▶ [GOAL]
Swap "khaki" for "olive" in the records, from the start through the line holding "column 1124, row 445", inclusive, and reproduce those lines with nothing else changed.

▶ [DATASET ROWS]
+++
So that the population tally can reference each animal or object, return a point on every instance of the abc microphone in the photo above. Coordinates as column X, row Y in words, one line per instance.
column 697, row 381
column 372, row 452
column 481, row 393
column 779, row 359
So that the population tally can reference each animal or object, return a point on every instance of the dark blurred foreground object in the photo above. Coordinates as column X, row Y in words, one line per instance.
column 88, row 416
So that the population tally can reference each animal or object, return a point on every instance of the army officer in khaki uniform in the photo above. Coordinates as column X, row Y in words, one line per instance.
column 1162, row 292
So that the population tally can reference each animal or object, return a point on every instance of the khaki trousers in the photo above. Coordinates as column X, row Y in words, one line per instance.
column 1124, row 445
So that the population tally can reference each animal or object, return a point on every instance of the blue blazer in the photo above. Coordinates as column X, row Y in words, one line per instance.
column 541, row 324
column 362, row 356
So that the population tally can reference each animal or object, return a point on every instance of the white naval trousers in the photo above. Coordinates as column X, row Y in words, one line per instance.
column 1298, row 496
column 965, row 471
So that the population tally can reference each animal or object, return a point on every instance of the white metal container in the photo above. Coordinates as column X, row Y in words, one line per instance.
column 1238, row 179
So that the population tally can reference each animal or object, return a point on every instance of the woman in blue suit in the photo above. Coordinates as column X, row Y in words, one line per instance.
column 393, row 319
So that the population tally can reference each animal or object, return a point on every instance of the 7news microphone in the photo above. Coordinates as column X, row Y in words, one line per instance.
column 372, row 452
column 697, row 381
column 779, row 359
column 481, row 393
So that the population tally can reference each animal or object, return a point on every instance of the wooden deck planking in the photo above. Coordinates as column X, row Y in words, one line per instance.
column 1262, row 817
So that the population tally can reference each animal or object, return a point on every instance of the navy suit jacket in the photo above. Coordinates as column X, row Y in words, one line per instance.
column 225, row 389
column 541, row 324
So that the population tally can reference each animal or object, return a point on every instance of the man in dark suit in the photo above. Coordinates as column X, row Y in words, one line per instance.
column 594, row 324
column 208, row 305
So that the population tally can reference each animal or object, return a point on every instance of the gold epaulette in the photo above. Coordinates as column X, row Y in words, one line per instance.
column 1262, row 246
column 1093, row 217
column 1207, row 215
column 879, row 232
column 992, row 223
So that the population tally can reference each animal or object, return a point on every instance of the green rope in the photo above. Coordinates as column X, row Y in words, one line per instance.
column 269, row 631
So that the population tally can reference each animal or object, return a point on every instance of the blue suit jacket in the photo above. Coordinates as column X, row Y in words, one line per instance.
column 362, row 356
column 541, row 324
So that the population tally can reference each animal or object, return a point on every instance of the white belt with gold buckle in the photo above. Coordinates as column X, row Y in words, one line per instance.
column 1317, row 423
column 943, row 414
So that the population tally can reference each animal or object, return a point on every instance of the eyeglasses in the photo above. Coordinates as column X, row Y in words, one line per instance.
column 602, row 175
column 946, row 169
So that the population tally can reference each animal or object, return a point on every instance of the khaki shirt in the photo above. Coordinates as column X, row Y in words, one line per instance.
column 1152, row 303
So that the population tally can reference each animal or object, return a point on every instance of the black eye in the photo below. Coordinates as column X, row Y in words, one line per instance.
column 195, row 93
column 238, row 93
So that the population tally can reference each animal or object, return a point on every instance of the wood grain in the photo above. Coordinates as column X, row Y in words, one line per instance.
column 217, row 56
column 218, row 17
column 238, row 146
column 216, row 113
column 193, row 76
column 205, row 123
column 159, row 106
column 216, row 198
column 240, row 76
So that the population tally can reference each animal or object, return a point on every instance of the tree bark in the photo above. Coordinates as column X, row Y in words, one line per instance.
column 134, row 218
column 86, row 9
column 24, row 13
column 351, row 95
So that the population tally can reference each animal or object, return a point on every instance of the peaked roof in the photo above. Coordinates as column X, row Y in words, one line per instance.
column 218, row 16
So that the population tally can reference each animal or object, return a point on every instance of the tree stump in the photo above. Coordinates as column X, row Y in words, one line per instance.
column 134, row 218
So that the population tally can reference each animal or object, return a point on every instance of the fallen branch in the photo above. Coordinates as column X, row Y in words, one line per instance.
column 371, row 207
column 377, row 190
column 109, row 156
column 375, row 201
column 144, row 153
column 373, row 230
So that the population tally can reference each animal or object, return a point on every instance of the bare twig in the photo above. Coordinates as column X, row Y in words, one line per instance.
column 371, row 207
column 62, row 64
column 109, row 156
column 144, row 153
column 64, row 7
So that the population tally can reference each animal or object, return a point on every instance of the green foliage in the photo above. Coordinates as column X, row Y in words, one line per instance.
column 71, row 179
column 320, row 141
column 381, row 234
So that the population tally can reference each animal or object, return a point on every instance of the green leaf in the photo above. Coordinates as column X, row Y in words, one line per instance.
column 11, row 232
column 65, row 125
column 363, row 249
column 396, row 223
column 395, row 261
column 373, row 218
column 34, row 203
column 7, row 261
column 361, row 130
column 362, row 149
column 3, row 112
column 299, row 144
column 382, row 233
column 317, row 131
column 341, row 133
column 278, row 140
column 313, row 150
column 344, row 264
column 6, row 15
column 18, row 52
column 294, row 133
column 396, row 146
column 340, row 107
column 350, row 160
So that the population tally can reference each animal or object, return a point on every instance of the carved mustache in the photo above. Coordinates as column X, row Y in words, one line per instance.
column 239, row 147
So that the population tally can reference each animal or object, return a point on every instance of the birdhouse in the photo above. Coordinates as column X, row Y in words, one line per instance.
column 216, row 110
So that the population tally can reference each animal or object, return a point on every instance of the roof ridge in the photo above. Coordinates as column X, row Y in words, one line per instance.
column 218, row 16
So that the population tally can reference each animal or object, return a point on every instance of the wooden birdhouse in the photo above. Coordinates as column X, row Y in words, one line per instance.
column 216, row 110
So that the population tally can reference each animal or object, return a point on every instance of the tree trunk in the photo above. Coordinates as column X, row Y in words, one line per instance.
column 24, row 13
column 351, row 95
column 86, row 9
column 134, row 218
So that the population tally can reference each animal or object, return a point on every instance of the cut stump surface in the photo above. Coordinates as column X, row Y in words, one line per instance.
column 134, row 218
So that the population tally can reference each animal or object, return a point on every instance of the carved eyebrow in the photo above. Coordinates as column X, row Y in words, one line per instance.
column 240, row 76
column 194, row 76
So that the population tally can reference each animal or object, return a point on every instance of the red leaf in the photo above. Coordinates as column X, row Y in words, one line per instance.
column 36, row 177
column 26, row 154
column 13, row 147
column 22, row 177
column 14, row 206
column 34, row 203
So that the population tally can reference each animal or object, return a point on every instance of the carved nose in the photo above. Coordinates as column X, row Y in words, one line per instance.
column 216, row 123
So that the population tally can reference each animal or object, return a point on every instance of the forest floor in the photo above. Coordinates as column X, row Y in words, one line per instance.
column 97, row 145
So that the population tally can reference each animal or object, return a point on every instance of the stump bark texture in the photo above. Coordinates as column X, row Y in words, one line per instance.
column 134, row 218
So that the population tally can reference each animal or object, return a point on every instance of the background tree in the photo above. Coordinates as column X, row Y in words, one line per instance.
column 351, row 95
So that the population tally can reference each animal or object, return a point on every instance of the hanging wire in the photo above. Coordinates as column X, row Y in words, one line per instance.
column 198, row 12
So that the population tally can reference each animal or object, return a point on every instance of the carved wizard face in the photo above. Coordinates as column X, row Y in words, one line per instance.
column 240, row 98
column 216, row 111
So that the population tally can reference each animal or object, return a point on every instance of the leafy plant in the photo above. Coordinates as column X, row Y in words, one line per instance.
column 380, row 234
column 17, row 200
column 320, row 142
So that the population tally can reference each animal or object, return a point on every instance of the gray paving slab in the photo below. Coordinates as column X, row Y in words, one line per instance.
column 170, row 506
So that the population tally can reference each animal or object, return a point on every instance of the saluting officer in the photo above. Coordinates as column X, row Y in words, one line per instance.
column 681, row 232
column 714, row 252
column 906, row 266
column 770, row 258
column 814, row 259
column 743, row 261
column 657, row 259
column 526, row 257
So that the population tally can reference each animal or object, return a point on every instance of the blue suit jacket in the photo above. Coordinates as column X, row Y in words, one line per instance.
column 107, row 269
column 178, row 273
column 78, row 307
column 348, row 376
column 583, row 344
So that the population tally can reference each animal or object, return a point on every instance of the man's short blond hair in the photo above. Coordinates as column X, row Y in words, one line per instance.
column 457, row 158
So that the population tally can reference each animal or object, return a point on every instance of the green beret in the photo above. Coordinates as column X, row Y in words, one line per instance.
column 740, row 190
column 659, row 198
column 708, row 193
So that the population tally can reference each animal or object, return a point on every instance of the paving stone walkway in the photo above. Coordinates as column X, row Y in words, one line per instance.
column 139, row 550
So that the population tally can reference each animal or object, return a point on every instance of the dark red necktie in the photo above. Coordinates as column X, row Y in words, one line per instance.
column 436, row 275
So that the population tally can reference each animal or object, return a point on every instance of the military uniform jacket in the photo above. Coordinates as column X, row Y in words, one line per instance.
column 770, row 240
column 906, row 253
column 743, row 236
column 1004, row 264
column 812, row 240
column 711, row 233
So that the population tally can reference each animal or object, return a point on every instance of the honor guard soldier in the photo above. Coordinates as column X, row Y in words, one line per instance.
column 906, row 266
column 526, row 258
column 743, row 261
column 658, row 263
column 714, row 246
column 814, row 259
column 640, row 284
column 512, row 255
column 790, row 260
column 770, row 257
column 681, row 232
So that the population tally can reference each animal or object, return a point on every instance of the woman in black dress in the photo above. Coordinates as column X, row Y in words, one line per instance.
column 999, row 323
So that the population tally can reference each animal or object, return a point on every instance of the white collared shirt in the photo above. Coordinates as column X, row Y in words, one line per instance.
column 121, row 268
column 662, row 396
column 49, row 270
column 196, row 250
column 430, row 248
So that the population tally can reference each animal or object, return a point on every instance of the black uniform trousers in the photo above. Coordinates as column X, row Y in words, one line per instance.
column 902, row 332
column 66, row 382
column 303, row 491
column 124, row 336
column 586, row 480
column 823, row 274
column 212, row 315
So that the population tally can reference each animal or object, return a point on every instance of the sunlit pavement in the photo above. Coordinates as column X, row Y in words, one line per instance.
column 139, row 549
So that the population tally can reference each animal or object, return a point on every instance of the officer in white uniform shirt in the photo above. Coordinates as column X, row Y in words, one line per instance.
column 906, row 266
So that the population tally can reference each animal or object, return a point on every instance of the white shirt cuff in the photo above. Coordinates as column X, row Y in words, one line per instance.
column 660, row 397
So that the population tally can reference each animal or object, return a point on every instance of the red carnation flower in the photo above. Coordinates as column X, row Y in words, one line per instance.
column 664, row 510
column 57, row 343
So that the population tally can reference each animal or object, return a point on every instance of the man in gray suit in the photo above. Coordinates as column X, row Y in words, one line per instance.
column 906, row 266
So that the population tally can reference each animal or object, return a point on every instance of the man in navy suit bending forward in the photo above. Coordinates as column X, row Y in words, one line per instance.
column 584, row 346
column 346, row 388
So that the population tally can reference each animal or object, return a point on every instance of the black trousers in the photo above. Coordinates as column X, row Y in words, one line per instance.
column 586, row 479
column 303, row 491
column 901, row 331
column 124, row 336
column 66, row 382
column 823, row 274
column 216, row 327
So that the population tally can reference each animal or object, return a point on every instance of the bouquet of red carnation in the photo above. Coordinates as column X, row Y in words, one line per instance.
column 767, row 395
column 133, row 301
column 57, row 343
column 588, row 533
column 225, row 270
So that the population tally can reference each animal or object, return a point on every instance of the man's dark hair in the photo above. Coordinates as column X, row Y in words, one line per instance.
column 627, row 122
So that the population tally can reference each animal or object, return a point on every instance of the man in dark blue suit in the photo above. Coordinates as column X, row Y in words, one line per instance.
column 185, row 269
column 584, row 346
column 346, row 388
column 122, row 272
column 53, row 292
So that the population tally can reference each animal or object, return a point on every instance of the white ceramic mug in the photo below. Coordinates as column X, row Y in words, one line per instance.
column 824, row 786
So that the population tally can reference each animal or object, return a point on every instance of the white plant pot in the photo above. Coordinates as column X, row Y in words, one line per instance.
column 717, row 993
+++
▶ [RESULT BELOW]
So that the population tally can reference each animal or object, return a point on every instance of the abc microphone in the photo above. Coordinates as column X, row Y in words, one line per instance.
column 697, row 381
column 372, row 452
column 481, row 393
column 779, row 359
So that the population tally can reference each animal or object, return a point on every instance of the dark blurred foreground object in the photo above. Coordinates as column X, row Y in words, one line per instance.
column 88, row 416
So that the population tally can reference each animal or object, return a point on every instance of the army officer in olive uniform in the photo above. Coordinates as column X, row Y in words, one line per instance.
column 1162, row 292
So that the population tally can reference each animal or object, return a point on every instance of the olive trousers in the photo above. Coordinates as column X, row Y in words, one line per instance.
column 1124, row 445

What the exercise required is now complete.